▸ Reading text
From: "John A. Sullivan III" <john.sullivan@nexusmgmt.com>
To: Jason Lunz <lunz@falooley.org>
Cc: netfilter@lists.netfilter.org
Subject: Re: ICMP firewalling on today's internet
Date: Mon, 05 Jul 2004 07:58:37 -0400 [thread overview]
Message-ID: <1089028716.26529.6.camel@localhost> (raw)
In-Reply-To: <cc42u4$7bi$1@sea.gmane.org>
On Fri, 2004-07-02 at 12:36, Jason Lunz wrote:
> Antony@Soft-Solutions.co.uk said:
> > You should certainly allow ICMP through if you want traceroute to work, and
> > you should generally allow ICMP if you want many other things to work. If
> > you want to block certain types of ICMP, that's fine (many people do), but
> > don't block all ICMP.
>
> Speaking of which, what's the consensus on appropriate ICMP filtering?
> Obviously you don't want to filter everything. But some types of ICMP
> are really archaic, and not of use anymore. (source quench? redirect?
> address mask request? Does anyone use these today? Were they ever in
> widespread use?)

▸ Extracted data
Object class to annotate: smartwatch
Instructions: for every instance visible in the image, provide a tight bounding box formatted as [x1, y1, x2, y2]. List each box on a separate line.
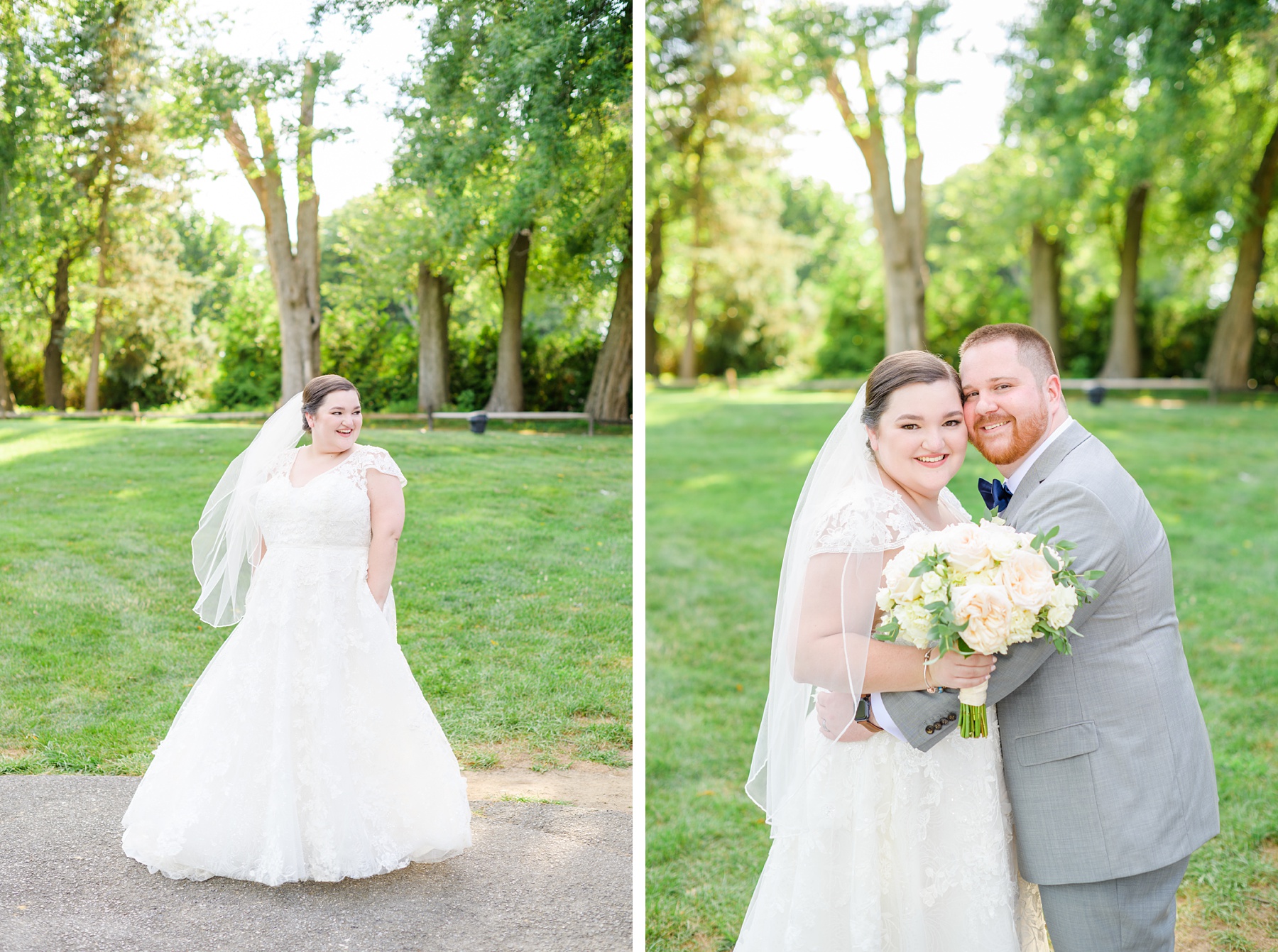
[853, 694, 870, 725]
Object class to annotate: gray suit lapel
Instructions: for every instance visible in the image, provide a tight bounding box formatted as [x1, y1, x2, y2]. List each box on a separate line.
[1003, 420, 1091, 525]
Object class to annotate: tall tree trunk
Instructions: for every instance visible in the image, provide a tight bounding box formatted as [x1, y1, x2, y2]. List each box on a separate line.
[826, 10, 928, 354]
[224, 60, 322, 400]
[417, 261, 452, 412]
[45, 249, 72, 410]
[585, 229, 634, 420]
[1206, 118, 1278, 390]
[644, 202, 666, 377]
[0, 334, 14, 412]
[1030, 222, 1064, 354]
[679, 192, 706, 381]
[484, 225, 533, 412]
[84, 181, 114, 412]
[1100, 182, 1149, 377]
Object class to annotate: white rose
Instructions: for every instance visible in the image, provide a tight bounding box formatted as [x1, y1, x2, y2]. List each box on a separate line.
[936, 522, 992, 575]
[998, 549, 1056, 613]
[891, 564, 923, 602]
[1047, 585, 1078, 629]
[1007, 608, 1038, 644]
[984, 525, 1020, 562]
[919, 571, 946, 602]
[892, 602, 932, 648]
[874, 585, 896, 612]
[955, 585, 1015, 655]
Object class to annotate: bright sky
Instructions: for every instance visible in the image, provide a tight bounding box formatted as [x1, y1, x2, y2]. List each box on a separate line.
[783, 0, 1030, 208]
[195, 0, 1030, 225]
[193, 0, 423, 234]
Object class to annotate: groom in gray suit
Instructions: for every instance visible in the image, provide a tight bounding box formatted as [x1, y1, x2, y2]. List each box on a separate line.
[831, 323, 1220, 952]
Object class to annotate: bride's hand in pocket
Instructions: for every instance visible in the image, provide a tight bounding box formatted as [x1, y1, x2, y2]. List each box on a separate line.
[928, 652, 998, 687]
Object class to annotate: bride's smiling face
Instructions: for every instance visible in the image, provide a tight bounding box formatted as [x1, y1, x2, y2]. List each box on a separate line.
[307, 390, 363, 452]
[866, 381, 968, 498]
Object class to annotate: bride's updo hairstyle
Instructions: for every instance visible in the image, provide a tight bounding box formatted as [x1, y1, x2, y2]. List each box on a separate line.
[861, 350, 962, 444]
[302, 373, 359, 433]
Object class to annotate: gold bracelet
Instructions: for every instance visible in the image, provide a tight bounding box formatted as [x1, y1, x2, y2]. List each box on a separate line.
[923, 648, 936, 694]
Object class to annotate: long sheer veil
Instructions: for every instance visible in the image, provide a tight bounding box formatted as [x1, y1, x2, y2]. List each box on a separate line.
[745, 386, 898, 837]
[190, 393, 304, 628]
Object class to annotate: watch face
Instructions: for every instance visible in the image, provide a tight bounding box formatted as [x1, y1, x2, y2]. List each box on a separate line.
[856, 698, 870, 723]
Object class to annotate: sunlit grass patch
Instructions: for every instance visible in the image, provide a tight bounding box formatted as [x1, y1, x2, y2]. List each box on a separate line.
[0, 420, 631, 773]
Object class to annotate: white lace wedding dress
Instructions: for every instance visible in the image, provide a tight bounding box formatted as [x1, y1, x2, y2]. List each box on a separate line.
[735, 488, 1049, 952]
[123, 444, 470, 885]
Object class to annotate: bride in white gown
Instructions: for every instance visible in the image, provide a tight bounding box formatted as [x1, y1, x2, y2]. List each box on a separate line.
[735, 351, 1048, 952]
[123, 374, 470, 885]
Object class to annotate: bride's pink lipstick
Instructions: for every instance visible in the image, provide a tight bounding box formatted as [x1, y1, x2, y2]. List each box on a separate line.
[914, 452, 949, 469]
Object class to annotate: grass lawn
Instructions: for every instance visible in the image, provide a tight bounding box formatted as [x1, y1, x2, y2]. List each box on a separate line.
[0, 419, 631, 773]
[647, 390, 1278, 952]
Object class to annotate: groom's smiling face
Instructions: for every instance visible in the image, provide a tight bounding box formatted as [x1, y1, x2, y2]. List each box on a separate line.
[958, 339, 1052, 466]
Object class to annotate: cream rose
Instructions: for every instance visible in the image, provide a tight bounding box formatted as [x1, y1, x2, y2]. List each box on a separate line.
[1047, 585, 1078, 629]
[981, 524, 1020, 562]
[998, 549, 1056, 613]
[954, 585, 1015, 655]
[936, 522, 993, 575]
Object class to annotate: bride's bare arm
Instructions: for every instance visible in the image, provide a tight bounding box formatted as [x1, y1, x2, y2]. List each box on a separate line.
[368, 469, 404, 606]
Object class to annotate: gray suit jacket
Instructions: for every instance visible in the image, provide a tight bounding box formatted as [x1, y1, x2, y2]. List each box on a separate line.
[883, 420, 1220, 885]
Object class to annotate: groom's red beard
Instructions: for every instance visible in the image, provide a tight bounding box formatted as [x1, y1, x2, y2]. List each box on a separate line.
[971, 400, 1051, 466]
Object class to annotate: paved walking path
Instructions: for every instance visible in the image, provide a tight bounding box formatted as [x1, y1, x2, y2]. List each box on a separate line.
[0, 775, 631, 952]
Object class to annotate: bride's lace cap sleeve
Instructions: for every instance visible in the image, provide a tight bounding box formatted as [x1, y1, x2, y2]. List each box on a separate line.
[812, 487, 925, 554]
[355, 446, 408, 489]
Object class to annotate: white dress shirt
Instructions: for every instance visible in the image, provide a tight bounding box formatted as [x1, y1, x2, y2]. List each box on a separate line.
[870, 417, 1074, 744]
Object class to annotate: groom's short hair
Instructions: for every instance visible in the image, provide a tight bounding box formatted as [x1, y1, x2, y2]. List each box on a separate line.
[958, 323, 1061, 386]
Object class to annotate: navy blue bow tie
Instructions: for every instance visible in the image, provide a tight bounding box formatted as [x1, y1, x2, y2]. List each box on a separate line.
[976, 479, 1012, 513]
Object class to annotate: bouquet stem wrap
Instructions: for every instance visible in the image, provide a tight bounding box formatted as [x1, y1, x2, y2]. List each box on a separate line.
[874, 514, 1104, 738]
[958, 685, 989, 738]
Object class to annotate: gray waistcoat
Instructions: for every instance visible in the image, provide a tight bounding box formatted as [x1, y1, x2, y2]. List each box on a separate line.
[885, 420, 1220, 885]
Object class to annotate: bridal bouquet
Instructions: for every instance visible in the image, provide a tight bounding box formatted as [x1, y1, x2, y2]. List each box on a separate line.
[875, 516, 1104, 738]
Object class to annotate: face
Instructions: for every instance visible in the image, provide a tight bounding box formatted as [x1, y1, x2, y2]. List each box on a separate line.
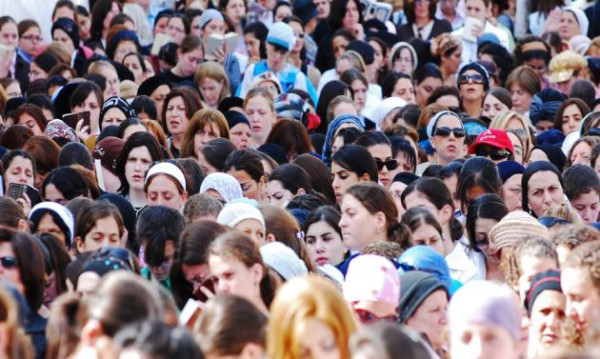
[394, 48, 413, 75]
[208, 255, 263, 301]
[299, 318, 341, 359]
[481, 95, 510, 120]
[306, 221, 347, 266]
[144, 175, 187, 210]
[411, 224, 444, 256]
[416, 77, 443, 107]
[527, 171, 564, 217]
[406, 290, 448, 350]
[0, 22, 19, 47]
[558, 10, 581, 41]
[267, 180, 294, 207]
[4, 156, 34, 188]
[571, 190, 600, 224]
[450, 323, 519, 359]
[125, 146, 152, 191]
[502, 173, 523, 212]
[165, 96, 190, 136]
[244, 96, 275, 145]
[339, 194, 377, 251]
[431, 115, 465, 162]
[229, 123, 252, 150]
[227, 168, 263, 202]
[235, 218, 266, 246]
[392, 78, 417, 104]
[77, 216, 121, 253]
[561, 104, 583, 136]
[18, 27, 42, 56]
[560, 268, 600, 333]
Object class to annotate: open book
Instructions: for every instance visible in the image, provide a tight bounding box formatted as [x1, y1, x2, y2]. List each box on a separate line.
[204, 32, 240, 54]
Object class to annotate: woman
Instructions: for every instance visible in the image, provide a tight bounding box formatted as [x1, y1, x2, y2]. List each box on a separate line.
[194, 61, 230, 109]
[521, 161, 564, 218]
[116, 132, 163, 212]
[302, 206, 350, 267]
[457, 62, 490, 118]
[208, 232, 276, 314]
[506, 65, 542, 115]
[397, 0, 452, 41]
[144, 162, 188, 211]
[162, 87, 202, 158]
[75, 201, 125, 253]
[554, 98, 590, 136]
[181, 109, 229, 157]
[331, 145, 379, 205]
[465, 194, 508, 280]
[267, 276, 357, 359]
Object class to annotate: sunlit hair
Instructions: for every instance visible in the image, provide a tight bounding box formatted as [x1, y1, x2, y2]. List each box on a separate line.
[267, 276, 357, 359]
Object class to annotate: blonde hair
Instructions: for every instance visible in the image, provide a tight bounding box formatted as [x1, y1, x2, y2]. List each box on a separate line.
[489, 110, 533, 162]
[267, 275, 357, 359]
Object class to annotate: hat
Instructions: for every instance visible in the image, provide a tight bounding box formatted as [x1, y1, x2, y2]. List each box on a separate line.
[92, 136, 125, 175]
[456, 62, 490, 91]
[144, 162, 186, 189]
[217, 201, 265, 228]
[51, 17, 79, 49]
[198, 9, 225, 30]
[343, 254, 400, 306]
[469, 128, 514, 155]
[496, 161, 525, 183]
[448, 280, 521, 343]
[562, 6, 590, 35]
[258, 242, 308, 281]
[548, 50, 587, 83]
[398, 271, 448, 324]
[267, 22, 296, 51]
[489, 211, 548, 249]
[137, 75, 171, 97]
[200, 172, 244, 202]
[346, 40, 375, 65]
[525, 270, 562, 315]
[28, 202, 75, 248]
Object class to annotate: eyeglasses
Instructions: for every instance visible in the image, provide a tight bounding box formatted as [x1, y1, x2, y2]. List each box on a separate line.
[460, 74, 483, 85]
[538, 217, 571, 228]
[375, 158, 398, 171]
[0, 256, 17, 269]
[475, 150, 510, 161]
[354, 309, 398, 324]
[433, 127, 466, 138]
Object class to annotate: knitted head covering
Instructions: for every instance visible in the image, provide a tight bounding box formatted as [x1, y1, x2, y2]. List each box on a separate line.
[50, 17, 79, 49]
[489, 211, 548, 249]
[398, 271, 448, 324]
[262, 242, 308, 281]
[521, 161, 564, 212]
[525, 270, 562, 315]
[200, 172, 244, 202]
[343, 254, 400, 306]
[496, 161, 525, 183]
[448, 281, 521, 343]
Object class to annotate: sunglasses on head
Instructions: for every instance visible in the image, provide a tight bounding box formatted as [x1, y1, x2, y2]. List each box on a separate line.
[0, 256, 17, 269]
[433, 127, 466, 138]
[460, 74, 483, 85]
[375, 158, 398, 171]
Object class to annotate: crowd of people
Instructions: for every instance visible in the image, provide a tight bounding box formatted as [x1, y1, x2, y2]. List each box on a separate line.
[0, 0, 600, 359]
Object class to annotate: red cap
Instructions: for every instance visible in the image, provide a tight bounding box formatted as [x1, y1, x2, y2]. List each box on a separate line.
[469, 128, 514, 155]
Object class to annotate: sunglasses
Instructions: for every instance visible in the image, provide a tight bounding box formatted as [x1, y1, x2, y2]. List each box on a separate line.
[460, 74, 483, 85]
[475, 150, 510, 161]
[433, 127, 466, 138]
[0, 256, 17, 269]
[375, 158, 398, 171]
[354, 309, 398, 324]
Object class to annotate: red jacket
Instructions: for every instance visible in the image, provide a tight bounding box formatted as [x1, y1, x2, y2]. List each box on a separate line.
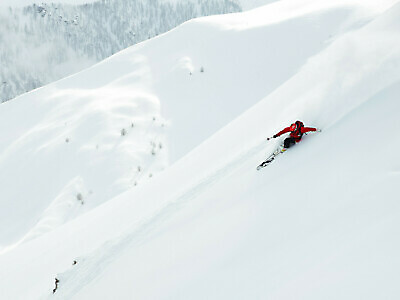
[274, 126, 317, 142]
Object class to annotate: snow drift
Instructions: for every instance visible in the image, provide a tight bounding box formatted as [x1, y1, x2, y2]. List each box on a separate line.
[0, 1, 400, 299]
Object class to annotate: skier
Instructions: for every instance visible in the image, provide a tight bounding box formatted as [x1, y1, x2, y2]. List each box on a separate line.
[257, 121, 321, 170]
[267, 121, 321, 149]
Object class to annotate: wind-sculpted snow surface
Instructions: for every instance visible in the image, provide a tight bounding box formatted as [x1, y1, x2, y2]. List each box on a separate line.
[0, 0, 400, 299]
[0, 0, 241, 103]
[0, 53, 167, 246]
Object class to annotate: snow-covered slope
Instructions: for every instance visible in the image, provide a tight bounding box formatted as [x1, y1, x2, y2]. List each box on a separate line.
[0, 1, 400, 299]
[0, 0, 241, 103]
[0, 0, 379, 251]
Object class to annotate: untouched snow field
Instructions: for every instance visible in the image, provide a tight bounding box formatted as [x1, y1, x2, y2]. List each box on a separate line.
[0, 0, 400, 299]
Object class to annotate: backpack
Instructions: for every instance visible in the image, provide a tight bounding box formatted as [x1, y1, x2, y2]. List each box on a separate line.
[292, 121, 304, 138]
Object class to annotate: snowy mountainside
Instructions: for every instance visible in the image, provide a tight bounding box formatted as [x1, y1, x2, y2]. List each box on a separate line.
[0, 3, 382, 251]
[0, 55, 168, 250]
[0, 0, 241, 102]
[0, 0, 400, 299]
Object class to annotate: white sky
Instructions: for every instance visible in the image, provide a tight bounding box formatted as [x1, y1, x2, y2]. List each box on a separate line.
[0, 0, 96, 7]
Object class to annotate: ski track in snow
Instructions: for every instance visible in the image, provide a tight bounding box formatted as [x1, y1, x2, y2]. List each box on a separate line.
[50, 141, 272, 299]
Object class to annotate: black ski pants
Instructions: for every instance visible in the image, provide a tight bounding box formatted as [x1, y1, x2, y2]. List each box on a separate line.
[283, 137, 296, 148]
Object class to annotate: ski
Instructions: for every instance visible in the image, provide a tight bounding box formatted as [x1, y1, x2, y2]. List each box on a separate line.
[257, 145, 287, 170]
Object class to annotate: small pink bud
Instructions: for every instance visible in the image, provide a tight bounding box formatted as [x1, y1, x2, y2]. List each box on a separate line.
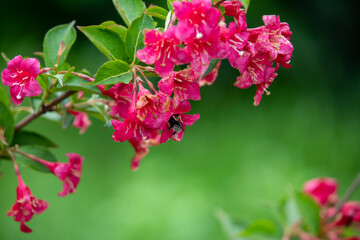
[304, 178, 338, 206]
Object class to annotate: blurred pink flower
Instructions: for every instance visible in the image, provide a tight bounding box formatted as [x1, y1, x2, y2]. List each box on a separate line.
[304, 178, 338, 206]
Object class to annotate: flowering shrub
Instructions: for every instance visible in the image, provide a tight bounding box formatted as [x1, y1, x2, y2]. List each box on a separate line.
[0, 0, 294, 232]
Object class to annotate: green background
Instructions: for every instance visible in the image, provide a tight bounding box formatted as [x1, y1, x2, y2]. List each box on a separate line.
[0, 0, 360, 240]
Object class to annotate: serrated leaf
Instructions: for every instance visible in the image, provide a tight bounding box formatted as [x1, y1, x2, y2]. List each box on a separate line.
[100, 21, 127, 42]
[0, 86, 9, 106]
[78, 25, 127, 60]
[0, 102, 14, 144]
[125, 14, 155, 63]
[145, 6, 168, 21]
[14, 146, 57, 173]
[113, 0, 145, 26]
[295, 192, 320, 236]
[202, 59, 220, 78]
[11, 130, 57, 147]
[240, 0, 250, 11]
[54, 76, 101, 94]
[44, 21, 76, 67]
[90, 60, 133, 85]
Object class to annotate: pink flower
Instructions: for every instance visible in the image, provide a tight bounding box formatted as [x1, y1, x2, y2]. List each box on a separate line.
[184, 27, 228, 75]
[158, 68, 201, 100]
[1, 55, 42, 105]
[136, 27, 190, 76]
[336, 201, 360, 226]
[199, 61, 221, 87]
[173, 0, 221, 40]
[67, 109, 91, 134]
[129, 132, 160, 171]
[6, 175, 49, 233]
[111, 88, 161, 142]
[304, 178, 338, 206]
[248, 15, 294, 68]
[136, 84, 171, 130]
[39, 153, 84, 197]
[228, 22, 251, 73]
[160, 100, 200, 143]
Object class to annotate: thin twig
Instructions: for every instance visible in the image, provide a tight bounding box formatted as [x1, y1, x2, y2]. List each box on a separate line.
[15, 91, 76, 132]
[329, 173, 360, 222]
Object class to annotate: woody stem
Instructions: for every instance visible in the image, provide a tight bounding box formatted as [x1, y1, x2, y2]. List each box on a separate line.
[15, 91, 76, 132]
[8, 151, 20, 177]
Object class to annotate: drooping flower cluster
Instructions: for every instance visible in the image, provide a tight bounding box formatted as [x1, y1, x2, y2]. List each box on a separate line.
[1, 56, 42, 105]
[7, 150, 84, 233]
[304, 178, 360, 240]
[137, 0, 293, 106]
[103, 0, 293, 169]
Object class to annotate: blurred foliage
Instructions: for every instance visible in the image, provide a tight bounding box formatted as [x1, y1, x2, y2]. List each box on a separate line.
[0, 0, 360, 240]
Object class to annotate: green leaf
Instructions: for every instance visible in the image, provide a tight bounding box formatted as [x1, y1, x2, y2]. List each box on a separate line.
[11, 130, 57, 147]
[0, 86, 9, 106]
[240, 0, 250, 11]
[54, 76, 101, 94]
[44, 21, 76, 67]
[100, 21, 127, 42]
[145, 6, 168, 21]
[295, 192, 320, 236]
[241, 219, 276, 237]
[78, 25, 127, 60]
[14, 146, 57, 173]
[202, 59, 220, 78]
[90, 60, 133, 85]
[125, 14, 155, 63]
[166, 0, 174, 10]
[30, 97, 43, 112]
[0, 102, 14, 144]
[113, 0, 145, 26]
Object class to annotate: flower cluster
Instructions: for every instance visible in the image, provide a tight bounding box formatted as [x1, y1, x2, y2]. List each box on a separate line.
[304, 178, 360, 240]
[103, 0, 293, 169]
[137, 0, 293, 106]
[7, 150, 83, 233]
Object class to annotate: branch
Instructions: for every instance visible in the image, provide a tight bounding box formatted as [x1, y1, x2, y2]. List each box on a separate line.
[15, 91, 76, 132]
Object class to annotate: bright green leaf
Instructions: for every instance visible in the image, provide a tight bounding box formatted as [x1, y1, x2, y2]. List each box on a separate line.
[14, 146, 57, 173]
[44, 21, 76, 67]
[0, 102, 14, 143]
[241, 219, 276, 237]
[30, 97, 43, 112]
[0, 86, 9, 106]
[91, 60, 133, 85]
[113, 0, 145, 26]
[11, 130, 57, 147]
[145, 6, 168, 21]
[78, 25, 127, 60]
[100, 21, 127, 41]
[295, 192, 320, 236]
[125, 14, 155, 63]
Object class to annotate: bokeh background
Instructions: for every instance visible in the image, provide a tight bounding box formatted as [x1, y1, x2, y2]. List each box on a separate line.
[0, 0, 360, 240]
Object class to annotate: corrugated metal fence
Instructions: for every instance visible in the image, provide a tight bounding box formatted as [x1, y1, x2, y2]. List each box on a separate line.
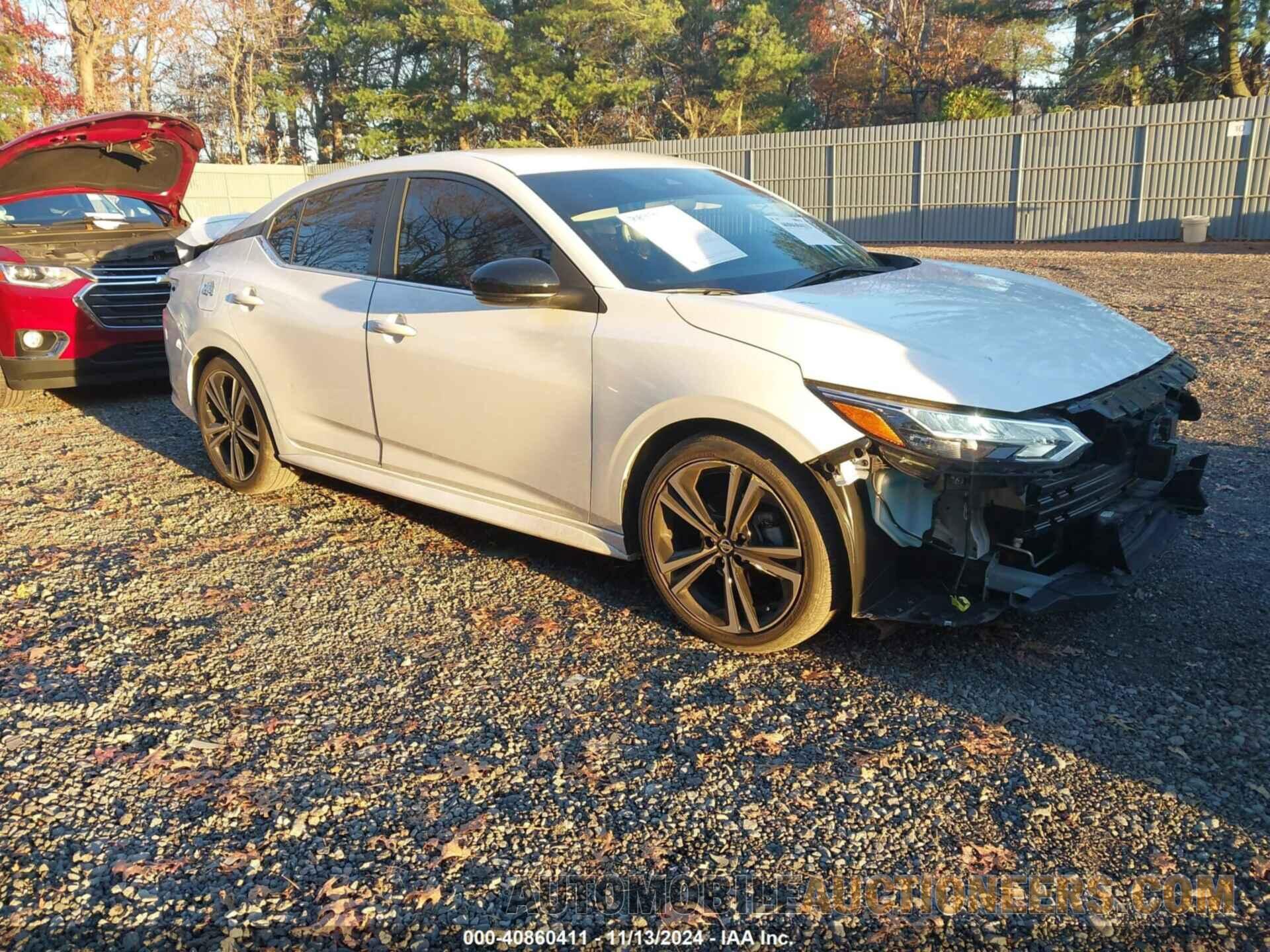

▸ Task requirements
Reproduce the full email about ICMP filtering word for word, from its header lines to its final line.

▸ Response to this exercise
From: "John A. Sullivan III" <john.sullivan@nexusmgmt.com>
To: Jason Lunz <lunz@falooley.org>
Cc: netfilter@lists.netfilter.org
Subject: Re: ICMP firewalling on today's internet
Date: Mon, 05 Jul 2004 07:58:37 -0400 [thread overview]
Message-ID: <1089028716.26529.6.camel@localhost> (raw)
In-Reply-To: <cc42u4$7bi$1@sea.gmane.org>
On Fri, 2004-07-02 at 12:36, Jason Lunz wrote:
> Antony@Soft-Solutions.co.uk said:
> > You should certainly allow ICMP through if you want traceroute to work, and
> > you should generally allow ICMP if you want many other things to work. If
> > you want to block certain types of ICMP, that's fine (many people do), but
> > don't block all ICMP.
>
> Speaking of which, what's the consensus on appropriate ICMP filtering?
> Obviously you don't want to filter everything. But some types of ICMP
> are really archaic, and not of use anymore. (source quench? redirect?
> address mask request? Does anyone use these today? Were they ever in
> widespread use?)